● Your objective
In this exercise, each record below is to be written out again exactly.

──────── Supplied records ────────

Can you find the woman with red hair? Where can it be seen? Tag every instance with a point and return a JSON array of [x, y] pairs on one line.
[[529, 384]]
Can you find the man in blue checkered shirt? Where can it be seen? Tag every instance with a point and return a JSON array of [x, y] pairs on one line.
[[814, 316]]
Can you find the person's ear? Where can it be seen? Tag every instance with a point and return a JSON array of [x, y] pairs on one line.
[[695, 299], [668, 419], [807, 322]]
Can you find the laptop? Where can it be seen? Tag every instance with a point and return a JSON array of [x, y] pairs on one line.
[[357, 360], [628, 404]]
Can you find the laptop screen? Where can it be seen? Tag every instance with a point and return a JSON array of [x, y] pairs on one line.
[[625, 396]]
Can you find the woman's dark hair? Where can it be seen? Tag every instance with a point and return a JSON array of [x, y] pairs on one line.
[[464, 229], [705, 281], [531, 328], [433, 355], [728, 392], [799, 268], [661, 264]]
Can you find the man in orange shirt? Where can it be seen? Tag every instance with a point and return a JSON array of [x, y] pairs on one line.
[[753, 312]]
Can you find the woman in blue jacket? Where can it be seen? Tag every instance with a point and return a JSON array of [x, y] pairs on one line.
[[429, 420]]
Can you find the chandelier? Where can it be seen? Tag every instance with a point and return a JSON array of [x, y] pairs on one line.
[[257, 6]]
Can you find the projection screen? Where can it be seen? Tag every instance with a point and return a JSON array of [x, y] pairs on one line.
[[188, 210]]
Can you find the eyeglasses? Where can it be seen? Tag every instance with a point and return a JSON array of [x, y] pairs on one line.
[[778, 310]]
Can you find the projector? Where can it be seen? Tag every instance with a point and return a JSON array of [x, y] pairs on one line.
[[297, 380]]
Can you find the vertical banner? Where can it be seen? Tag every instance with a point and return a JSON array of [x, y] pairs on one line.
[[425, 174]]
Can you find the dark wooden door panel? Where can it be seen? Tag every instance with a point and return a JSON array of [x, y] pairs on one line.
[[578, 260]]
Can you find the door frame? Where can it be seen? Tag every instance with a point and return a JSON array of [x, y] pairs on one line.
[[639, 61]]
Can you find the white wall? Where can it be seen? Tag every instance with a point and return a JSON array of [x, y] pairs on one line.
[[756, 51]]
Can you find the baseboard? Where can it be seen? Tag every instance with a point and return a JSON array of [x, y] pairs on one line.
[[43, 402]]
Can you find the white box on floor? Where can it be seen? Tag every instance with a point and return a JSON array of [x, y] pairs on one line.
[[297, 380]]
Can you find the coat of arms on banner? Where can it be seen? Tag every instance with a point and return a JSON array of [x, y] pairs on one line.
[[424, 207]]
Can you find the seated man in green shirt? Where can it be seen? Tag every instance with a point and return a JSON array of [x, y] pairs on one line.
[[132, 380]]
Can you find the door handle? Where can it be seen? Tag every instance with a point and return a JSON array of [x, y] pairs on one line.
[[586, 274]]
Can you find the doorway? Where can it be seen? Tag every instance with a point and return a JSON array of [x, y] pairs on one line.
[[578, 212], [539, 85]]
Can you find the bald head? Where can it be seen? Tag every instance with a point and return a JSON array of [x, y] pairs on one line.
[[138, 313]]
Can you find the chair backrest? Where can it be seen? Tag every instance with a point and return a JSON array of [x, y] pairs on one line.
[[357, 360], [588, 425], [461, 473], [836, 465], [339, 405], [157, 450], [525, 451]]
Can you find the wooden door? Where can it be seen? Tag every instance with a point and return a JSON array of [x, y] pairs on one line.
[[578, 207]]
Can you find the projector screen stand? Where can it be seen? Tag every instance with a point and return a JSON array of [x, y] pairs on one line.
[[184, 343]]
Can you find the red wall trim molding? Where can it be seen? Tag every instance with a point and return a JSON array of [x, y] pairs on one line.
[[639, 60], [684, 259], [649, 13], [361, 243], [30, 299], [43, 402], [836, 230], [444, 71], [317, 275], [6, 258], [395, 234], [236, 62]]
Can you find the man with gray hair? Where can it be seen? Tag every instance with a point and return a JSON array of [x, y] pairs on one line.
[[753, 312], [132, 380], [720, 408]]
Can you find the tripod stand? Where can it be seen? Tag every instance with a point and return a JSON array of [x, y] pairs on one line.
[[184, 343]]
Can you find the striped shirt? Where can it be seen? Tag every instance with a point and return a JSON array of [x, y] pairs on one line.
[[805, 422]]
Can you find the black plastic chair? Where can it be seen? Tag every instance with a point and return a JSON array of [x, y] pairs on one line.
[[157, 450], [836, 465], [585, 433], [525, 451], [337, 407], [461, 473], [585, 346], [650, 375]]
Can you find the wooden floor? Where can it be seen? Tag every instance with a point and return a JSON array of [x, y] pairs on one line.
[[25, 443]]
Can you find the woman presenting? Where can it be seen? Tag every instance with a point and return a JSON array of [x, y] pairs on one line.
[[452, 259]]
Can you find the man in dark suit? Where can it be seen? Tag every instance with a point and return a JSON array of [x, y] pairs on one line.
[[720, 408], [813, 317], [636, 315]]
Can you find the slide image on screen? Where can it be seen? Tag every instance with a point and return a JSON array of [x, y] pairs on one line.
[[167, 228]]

────────

● Result of the task
Can you find the woman with red hair? Where can it be seen? Tag every instance with a point and return a JSON array of [x, y] pairs on one line.
[[529, 384]]
Can you find the man in blue checkered shirt? Where can it be seen? Tag every instance with a point and return a JSON array of [x, y] pairs on one line.
[[814, 316]]
Can you find the person's ear? Where can it be seen? Tag every instance with a point and return a JSON array of [x, y] pairs on one line.
[[695, 299], [668, 419], [807, 322]]
Can you find the laptop? Where can it be seen? Tag every instance with a point and return a JSON array of [x, y] pairs on one line.
[[357, 360], [628, 404]]
Can you find the laptop screen? Where can it be seen? Tag every instance with a point and return a JSON array of [x, y] pairs on one line.
[[625, 396]]
Can you find the woman's dark hair? Where can it be seen? Tag every instance with a point and return a JSON array of [x, y] pairs on one line.
[[464, 229], [705, 281], [531, 328], [433, 355], [728, 392], [799, 268], [661, 264]]
Can you find the man in orange shirt? Where can it be seen? Tag every instance with a point and return a JSON array of [x, y] pairs on one line.
[[753, 312]]
Can you find the woman in blue jacket? Where can it be seen? Tag every instance with a point and return a JSON array of [x, y] pairs on one line.
[[429, 420]]
Can you find the chandelier? Where can it be seen? Tag every instance with a point and return a JSON array of [x, y] pairs on one line.
[[257, 6]]
Can you find the projection screen? Where can it be seen? Tag every instance with a point and return a JSON array of [x, y] pairs on one line.
[[188, 210]]
Can you find the eyeglasses? Where can it be seen? Tag every instance with a point and return a JSON array of [x, y] pairs on one line.
[[778, 310]]
Can you find the projector? Where can it be seen? Tag every instance with a point and return a JSON array of [x, y] pairs on one line.
[[297, 380]]
Can you find the vertical banner? Where can it be seen? Tag every instance with a point and return a JSON array of [x, y] pairs on one line.
[[425, 174]]
Can you find the dark wooden door panel? Where can it be seen? Tag every instance with a point and return a JSON array of [x, y] pairs on one line.
[[578, 260]]
Can you find the door frame? Where can it be seen? Tag every instance with a point and return a JSON array of [x, y] pairs on one line.
[[639, 61]]
Can you find the white wall? Where can it be seen? Tag every instance with a point and return a JSON array of [x, y] pairs on one line.
[[756, 51]]
Can you find the baseboard? Where can it be seen? Tag every instance with a point and return a JSON array of [x, y] pairs on one line.
[[43, 402]]
Can you find the white box on floor? Where can it be seen? Tag every instance with a point and return a JSON array of [x, y] pairs on one line.
[[297, 380]]
Can you find the coat of arms on banner? Where can it be seen? Tag every instance with a point and return a JSON array of [x, y] pairs on one line.
[[424, 207]]
Can you find the seated man in green shirt? Where can it be seen? Tag every instance with a point and return a JSON array of [x, y] pairs on one line.
[[132, 380]]
Can you find the door handle? Where can it be seen? Tag every instance with a point and return a JSON array of [x, y] pairs on one line.
[[586, 274]]
Can you find the doorway? Where can it be seen? Tag every instance with a point and return a JSON array of [x, y] pairs on one line.
[[578, 212], [539, 85]]
Can you find the bald head? Where can it be seen? Tag every instance with a point and return a JSON array of [x, y] pairs on one line.
[[138, 313]]
Can you find the chair backrest? Where can it be seen? Tag every instance with a point and return a JSON array of [x, y] pairs on one line.
[[357, 360], [588, 425], [461, 473], [836, 465], [339, 405], [157, 450], [525, 451]]
Can you find the wooden door? Where can it be seen? Tag every instance with a point and return a JSON array of [x, y] pairs on one line.
[[578, 207]]
Can you find the projector screen stand? Where can it be seen? Tag every instance with a point and return a JSON array of [x, y] pairs on one line.
[[184, 343]]
Can you find the red wall trim molding? Where can it be seen? Tag every instance with a point and return a JSON array of [x, y] pairs on one line.
[[639, 60], [684, 259], [649, 13], [361, 243], [30, 299], [43, 402], [836, 230], [444, 71], [317, 275], [6, 258], [395, 234], [236, 62]]
Can you find the man with gray hair? Where can it be seen? Tag every instance with a point and return a JSON array of [x, y] pairs on one line.
[[753, 312], [132, 380], [720, 408]]
Can you find the tripod stand? Where can it be seen? Tag every instance with a point and return a JSON array of [x, y] pairs on one line.
[[184, 343]]
Can you find the striped shirt? Where can it be seen? Tag every instance with a point and return a JSON array of [x, y] pairs on one line.
[[805, 422]]
Can you find the black plastic chair? Where can it be seen? Tag every instance with a point and return a JSON array of [x, y] pairs on one line.
[[157, 450], [836, 465], [585, 433], [525, 451], [337, 407], [461, 473], [585, 346], [650, 375]]
Can you find the wooden floor? Where can it be seen? Tag every instance with a point and return a JSON array of [x, y] pairs on one line.
[[25, 443]]
Can you find the woman presenting? Where can it be seen? Tag every instance with a point and return a JSON array of [x, y] pairs on one line.
[[452, 259]]
Can you find the man in dark suit? Where can it be seen? Tag every instance with a point and return a JSON array of [x, y] pairs on one line.
[[720, 408], [813, 317], [636, 315]]
Can you find the slide image on screen? Where can it be seen? Tag every instance with a point and return a JSON array of [x, y] pairs on one line.
[[167, 228]]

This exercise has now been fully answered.